# Exercise aim
Output exactly the lines between the one holding "In this exercise you will spot each instance of the passenger" and the last line of the data below, both of those lines included.

# Saved entries
-=-=-=-=-

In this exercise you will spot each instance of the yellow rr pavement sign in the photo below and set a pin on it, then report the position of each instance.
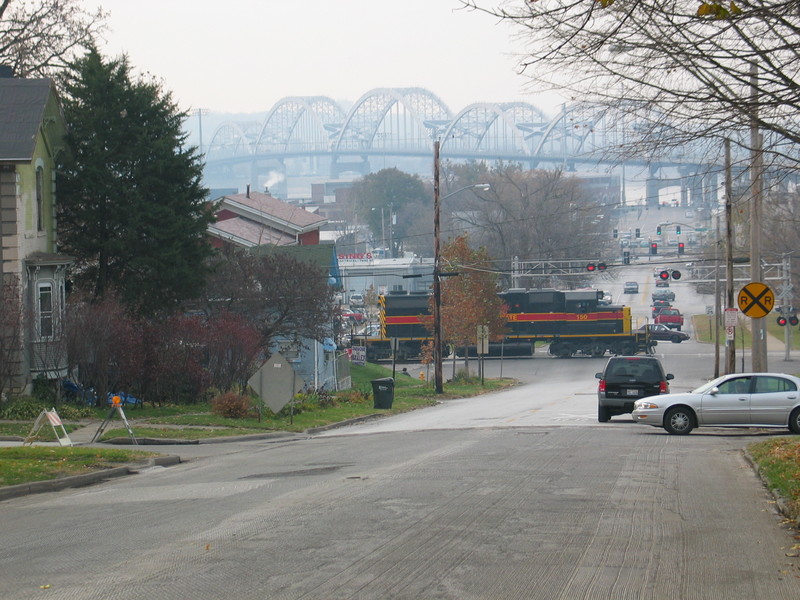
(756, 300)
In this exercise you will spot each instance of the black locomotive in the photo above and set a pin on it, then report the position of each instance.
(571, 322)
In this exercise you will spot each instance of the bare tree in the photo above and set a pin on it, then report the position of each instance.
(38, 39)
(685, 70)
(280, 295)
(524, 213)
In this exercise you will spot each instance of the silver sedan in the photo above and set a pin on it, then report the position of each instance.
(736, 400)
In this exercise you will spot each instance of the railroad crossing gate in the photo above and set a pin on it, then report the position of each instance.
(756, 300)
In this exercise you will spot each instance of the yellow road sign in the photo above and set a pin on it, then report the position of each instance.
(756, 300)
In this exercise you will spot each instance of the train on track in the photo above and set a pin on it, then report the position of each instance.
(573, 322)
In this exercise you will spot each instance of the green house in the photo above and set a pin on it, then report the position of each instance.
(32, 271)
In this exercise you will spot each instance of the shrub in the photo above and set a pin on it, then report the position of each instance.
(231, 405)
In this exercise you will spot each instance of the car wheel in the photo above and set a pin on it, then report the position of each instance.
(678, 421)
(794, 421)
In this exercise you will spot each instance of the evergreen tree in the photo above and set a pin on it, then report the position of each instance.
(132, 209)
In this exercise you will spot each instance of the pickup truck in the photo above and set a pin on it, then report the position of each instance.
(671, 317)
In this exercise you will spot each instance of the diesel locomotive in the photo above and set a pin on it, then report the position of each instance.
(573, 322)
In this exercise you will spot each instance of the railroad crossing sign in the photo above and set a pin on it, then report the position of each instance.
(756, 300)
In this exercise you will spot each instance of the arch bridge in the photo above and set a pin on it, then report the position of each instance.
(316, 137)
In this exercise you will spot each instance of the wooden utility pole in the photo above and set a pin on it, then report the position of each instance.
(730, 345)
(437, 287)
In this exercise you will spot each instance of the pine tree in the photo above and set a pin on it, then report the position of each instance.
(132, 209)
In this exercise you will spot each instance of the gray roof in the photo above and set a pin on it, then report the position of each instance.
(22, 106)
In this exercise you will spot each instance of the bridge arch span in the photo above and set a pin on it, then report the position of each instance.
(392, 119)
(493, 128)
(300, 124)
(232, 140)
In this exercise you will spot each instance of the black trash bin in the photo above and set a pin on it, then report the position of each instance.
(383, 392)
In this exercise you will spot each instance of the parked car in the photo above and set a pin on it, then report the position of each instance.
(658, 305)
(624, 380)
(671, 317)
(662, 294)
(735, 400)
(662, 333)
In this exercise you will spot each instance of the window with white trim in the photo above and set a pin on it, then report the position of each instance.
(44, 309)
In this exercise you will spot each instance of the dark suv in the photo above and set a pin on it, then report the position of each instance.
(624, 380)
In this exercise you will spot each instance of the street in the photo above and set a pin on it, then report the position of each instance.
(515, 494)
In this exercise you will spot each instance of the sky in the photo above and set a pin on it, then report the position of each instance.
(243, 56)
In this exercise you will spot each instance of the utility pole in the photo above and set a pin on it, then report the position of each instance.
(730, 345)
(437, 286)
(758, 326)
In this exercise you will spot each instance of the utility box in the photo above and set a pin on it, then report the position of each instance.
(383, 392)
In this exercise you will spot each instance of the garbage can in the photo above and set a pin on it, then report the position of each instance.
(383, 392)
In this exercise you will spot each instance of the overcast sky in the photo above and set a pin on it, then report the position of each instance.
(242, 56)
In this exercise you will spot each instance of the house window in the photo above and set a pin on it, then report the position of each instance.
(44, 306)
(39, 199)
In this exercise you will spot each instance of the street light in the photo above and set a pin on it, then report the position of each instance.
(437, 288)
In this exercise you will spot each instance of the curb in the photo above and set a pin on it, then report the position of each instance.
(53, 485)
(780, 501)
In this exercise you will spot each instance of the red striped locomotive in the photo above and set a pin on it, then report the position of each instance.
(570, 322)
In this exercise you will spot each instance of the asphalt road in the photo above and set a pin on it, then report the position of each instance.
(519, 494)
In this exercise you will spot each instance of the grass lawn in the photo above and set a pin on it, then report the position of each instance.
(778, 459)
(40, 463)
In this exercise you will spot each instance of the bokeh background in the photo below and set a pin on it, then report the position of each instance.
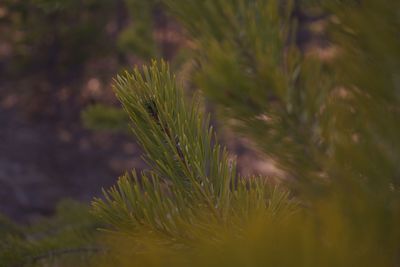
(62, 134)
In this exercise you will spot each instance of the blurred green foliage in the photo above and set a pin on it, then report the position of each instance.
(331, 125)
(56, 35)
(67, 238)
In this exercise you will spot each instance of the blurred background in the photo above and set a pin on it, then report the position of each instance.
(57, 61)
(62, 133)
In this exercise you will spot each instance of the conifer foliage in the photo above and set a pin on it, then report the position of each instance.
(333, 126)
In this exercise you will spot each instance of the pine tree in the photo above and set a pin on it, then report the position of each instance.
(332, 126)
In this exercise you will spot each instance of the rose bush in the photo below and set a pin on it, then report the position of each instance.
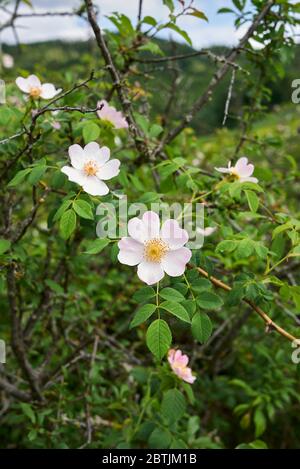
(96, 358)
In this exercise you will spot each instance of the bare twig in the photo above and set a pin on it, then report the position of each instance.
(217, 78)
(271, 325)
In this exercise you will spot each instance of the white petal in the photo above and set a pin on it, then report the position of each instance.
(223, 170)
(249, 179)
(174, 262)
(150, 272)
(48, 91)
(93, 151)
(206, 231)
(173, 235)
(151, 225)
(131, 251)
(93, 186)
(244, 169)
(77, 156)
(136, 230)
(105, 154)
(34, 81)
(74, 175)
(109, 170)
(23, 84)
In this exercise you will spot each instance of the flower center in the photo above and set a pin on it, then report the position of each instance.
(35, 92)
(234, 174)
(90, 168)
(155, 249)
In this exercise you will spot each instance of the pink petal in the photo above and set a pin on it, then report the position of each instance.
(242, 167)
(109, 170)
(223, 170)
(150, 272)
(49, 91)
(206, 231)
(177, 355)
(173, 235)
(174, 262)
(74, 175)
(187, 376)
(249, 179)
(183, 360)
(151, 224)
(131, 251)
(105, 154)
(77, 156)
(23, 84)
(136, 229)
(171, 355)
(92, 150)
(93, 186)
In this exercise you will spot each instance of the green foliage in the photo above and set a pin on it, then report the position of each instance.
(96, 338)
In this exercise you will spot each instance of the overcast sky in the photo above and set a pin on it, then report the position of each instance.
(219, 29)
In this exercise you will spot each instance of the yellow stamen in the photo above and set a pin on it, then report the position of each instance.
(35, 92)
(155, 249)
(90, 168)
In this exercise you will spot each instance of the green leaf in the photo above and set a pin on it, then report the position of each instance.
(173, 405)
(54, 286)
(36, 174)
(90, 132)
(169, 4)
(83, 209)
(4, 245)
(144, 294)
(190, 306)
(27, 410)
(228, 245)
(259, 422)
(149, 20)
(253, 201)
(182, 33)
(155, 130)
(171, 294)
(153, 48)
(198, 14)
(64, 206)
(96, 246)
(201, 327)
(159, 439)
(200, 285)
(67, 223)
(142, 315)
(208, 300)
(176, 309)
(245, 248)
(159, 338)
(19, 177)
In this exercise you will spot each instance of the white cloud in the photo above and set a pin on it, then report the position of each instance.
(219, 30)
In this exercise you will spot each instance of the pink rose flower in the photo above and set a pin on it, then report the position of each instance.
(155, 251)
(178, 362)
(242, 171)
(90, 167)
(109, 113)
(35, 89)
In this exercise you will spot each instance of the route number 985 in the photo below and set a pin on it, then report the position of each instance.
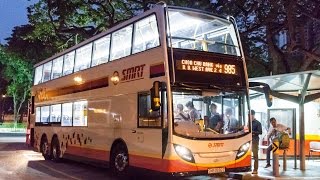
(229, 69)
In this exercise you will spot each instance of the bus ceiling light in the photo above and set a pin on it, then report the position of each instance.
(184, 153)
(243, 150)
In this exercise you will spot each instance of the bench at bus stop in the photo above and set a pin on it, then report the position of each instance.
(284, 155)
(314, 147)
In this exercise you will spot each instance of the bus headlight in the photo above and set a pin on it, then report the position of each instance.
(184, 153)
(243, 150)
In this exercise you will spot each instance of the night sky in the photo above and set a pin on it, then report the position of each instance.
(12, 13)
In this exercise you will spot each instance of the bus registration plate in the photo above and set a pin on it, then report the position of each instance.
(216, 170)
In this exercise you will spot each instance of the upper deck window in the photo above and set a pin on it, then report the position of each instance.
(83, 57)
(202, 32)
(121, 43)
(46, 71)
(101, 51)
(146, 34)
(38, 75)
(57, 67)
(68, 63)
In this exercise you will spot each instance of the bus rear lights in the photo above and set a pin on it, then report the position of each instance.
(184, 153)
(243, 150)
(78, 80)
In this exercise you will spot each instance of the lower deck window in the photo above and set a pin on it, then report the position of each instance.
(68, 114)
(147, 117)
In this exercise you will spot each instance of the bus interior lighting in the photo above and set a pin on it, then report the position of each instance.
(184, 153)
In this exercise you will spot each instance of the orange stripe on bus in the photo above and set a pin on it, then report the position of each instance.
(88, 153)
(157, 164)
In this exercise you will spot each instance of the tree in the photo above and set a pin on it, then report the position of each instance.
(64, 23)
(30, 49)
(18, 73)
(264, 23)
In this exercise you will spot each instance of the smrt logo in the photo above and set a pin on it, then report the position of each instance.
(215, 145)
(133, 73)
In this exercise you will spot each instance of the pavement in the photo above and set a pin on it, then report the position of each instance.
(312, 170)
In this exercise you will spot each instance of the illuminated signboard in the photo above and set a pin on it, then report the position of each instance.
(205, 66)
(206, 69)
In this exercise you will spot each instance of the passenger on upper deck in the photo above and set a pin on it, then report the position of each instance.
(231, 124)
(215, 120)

-=-=-=-=-

# Written response
In this exercise you will spot each instance of the passenger on upper deck in the photo above and set a pin on it, then report the position of each instance.
(231, 124)
(215, 120)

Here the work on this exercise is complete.